*** Opening of Text excerpt ***

On December 8, 2004, four people were shot and killed inside the Al Rosa Villa Lounge.
The gunmen, Nathan Gale, was shot and killed by Columbus Police Officer Jim Niggemeyer whose actions that night helped spare the lives of others who ran for exits as the shooting began.
10TV’s Kevin Landers spoke to Officer Niggemeyer about that terrifying night, how it has affected him, and the law that he hopes will pass to help first responders who suffer from emotional trauma on the job.
Around 10:20 p.m. on December 8, 2004, Niggemeyer entered through this backdoor at the Alrosa Villa on with shotgun in hand.
“He put the gun up to the hostage’s head and I just stopped where I was and shot him,” Niggemeyer explained.
On this night he pointed his shotgun at the head of Gale, who was holding a hostage, and ended his life.
Gale's shooting rampage would kill four people including the lead guitarist Darrel "Dimebag" Abbott of the heavy metal band Damageplan.
Niggemeyer said the trauma of that night has left emotional scars he hasn't been able to shake.
“You can have all the therapy you want but that doesn't necessarily mean you're going to get better, and if you don't get better, who’s there to help you?” he said.

*** Close of Text excerpt ***
*** Opening of Data records ***

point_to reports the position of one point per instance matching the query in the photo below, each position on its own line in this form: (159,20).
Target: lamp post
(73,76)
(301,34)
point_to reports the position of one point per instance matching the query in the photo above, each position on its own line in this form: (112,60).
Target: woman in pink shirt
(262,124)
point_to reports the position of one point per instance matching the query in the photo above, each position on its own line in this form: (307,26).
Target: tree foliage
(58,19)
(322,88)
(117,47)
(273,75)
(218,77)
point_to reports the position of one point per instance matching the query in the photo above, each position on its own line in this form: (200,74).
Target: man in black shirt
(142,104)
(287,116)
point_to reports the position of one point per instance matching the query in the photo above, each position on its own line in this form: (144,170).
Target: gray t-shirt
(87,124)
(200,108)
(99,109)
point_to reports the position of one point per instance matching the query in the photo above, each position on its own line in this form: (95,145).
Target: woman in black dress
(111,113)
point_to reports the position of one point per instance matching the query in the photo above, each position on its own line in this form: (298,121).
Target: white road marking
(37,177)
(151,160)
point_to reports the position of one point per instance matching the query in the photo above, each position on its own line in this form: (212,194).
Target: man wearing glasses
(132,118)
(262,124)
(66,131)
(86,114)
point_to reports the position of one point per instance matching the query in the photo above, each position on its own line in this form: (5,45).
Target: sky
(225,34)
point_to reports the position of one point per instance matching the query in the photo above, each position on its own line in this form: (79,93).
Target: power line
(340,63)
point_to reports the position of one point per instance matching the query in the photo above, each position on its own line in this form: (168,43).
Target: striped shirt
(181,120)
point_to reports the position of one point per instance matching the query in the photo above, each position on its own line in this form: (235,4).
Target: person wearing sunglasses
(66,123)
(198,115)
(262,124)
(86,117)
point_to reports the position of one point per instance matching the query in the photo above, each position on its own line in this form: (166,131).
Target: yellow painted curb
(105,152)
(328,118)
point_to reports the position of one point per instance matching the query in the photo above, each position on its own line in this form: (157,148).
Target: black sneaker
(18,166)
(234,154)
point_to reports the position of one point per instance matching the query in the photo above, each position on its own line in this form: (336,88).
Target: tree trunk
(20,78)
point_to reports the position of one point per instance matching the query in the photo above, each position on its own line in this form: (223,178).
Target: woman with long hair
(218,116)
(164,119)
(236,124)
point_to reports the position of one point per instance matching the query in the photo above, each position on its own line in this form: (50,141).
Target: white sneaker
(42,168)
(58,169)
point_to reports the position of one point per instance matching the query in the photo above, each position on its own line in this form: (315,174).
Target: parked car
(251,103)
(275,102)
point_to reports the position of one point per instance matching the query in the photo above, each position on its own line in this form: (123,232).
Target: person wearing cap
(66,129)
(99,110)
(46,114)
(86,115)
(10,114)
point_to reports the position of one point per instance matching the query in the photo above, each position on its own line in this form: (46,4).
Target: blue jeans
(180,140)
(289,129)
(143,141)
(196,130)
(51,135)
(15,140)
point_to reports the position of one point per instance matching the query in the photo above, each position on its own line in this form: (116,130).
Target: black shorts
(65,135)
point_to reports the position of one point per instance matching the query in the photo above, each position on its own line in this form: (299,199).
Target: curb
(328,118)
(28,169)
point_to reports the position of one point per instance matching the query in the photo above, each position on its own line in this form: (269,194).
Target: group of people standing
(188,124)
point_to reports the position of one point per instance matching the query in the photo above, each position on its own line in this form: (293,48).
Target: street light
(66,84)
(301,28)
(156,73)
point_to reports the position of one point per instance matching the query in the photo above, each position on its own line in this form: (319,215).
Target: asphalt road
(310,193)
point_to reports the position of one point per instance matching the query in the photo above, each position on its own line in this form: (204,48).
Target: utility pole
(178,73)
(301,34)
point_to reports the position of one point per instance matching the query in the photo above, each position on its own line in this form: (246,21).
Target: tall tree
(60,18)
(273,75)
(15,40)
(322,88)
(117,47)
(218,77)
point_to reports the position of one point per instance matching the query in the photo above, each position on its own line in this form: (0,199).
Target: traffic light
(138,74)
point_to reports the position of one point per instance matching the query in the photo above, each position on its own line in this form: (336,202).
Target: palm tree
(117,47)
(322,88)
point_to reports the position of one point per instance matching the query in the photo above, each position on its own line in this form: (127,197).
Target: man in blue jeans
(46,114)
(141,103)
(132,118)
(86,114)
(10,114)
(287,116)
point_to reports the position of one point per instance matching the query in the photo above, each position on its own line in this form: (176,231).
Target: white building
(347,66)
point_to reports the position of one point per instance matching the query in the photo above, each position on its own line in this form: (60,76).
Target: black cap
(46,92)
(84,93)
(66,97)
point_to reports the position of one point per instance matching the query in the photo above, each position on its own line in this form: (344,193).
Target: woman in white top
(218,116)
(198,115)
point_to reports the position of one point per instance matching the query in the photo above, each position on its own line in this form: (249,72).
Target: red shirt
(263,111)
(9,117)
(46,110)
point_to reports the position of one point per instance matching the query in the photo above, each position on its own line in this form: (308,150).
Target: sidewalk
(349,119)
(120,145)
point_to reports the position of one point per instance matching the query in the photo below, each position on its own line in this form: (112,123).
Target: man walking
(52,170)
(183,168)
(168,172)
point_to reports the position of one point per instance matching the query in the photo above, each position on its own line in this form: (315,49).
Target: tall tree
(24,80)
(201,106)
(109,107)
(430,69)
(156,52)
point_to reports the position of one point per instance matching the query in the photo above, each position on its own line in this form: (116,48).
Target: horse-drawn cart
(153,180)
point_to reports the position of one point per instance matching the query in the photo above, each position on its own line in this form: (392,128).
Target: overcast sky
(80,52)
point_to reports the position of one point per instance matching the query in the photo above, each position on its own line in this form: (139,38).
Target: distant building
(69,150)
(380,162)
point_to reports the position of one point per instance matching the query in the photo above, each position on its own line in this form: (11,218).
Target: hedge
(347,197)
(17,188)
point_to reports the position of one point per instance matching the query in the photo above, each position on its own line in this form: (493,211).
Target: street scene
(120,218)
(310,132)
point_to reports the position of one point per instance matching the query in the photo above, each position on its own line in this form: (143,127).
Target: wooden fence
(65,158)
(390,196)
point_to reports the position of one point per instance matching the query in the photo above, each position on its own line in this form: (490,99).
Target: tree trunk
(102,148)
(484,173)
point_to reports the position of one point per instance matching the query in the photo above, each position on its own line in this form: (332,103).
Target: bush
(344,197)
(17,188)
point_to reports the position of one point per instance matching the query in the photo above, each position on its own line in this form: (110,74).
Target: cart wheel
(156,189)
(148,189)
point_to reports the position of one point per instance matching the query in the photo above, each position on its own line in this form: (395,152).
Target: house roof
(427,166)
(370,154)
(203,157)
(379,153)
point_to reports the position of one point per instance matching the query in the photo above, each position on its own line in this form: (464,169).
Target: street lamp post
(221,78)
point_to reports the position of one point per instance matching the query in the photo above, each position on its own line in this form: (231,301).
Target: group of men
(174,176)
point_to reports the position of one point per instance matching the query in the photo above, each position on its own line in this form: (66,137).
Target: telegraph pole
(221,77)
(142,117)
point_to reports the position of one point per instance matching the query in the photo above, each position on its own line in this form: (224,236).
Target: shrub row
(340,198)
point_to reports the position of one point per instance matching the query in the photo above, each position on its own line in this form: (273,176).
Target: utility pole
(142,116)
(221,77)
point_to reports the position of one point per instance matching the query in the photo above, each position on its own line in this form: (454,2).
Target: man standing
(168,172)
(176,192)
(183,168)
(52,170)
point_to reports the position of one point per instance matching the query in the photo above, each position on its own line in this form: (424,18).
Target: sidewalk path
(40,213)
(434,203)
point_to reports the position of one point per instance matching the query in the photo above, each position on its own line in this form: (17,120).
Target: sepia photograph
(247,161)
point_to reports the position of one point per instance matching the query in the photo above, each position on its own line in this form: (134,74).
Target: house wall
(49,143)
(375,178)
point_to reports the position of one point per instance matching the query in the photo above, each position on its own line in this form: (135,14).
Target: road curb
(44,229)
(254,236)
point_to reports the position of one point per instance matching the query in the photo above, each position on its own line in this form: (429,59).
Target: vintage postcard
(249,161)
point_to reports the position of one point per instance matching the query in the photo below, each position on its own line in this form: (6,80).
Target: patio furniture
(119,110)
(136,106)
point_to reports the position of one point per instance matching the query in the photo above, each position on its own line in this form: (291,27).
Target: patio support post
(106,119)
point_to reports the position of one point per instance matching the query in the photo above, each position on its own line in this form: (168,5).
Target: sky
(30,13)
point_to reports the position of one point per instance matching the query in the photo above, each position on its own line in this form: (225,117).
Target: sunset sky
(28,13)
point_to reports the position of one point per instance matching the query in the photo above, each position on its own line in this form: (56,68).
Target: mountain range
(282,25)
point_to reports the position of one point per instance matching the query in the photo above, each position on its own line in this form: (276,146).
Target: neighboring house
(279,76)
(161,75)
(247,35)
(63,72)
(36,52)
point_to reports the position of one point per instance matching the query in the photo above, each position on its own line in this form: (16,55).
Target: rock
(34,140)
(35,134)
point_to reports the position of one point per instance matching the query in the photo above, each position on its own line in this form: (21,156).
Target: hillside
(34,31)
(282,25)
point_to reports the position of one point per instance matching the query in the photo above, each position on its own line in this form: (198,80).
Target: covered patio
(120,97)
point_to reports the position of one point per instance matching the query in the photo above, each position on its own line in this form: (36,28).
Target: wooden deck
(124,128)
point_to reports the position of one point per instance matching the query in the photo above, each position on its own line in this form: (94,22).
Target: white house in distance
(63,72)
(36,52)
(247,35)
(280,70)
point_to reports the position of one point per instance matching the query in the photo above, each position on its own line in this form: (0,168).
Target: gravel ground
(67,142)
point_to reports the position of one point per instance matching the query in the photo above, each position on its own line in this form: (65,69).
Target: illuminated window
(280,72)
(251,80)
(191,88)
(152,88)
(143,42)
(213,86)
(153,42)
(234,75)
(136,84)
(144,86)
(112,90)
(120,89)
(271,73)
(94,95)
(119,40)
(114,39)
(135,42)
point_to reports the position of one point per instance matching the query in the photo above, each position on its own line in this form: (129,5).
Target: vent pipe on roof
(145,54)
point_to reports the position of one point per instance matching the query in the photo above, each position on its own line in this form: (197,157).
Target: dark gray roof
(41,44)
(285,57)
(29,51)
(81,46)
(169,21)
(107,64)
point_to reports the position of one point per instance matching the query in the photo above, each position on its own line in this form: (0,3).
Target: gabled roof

*** Close of Data records ***

■ **Exercises to complete**
1) Rewrite the part of the Alrosa Villa shooting text starting with "The gunmen, Nathan" and going on through "shotgun in hand.", putting "frightening" in place of "terrifying".
2) Carry on the Alrosa Villa shooting text from the point where it stops.

■ **Responses by task**
1)
The gunmen, Nathan Gale, was shot and killed by Columbus Police Officer Jim Niggemeyer whose actions that night helped spare the lives of others who ran for exits as the shooting began.
10TV’s Kevin Landers spoke to Officer Niggemeyer about that frightening night, how it has affected him, and the law that he hopes will pass to help first responders who suffer from emotional trauma on the job.
Around 10:20 p.m. on December 8, 2004, Niggemeyer entered through this backdoor at the Alrosa Villa on with shotgun in hand.

2)
The shooting cost him his job, not because of what he did, but because he was diagnosed with Post Traumatic Stress Disorder (PTSD).
Under Ohio law, anyone who suffers from brain trauma while on the job isn't covered by workers’ compensation. Niggemeyer wants the law to change.
“I think they need to do a lot better job with officers that don't have physical injuries, but mental injuries,” Niggemeyer said.
Twice, lawmakers have introduced bills to try to change the law but they were stopped. Businesses worry it would raise insurance rates, others argued that it wasn't fair that only first responders would get compensated while bank tellers, for example, would be excluded.
Niggemeyer said he was forced to retire because his PTSD prevented him from being a first responder. He now works in the city's fleet management division.
Twelve years after the shooting, that made him a hero for saving the lives of others, he said the emotional toll of taking a life has far from faded from his memory.
“I still see a psychologist 12 years later. I still take my medication, which helps out,” Niggemeyer said. “The question I ask … is it going go away?"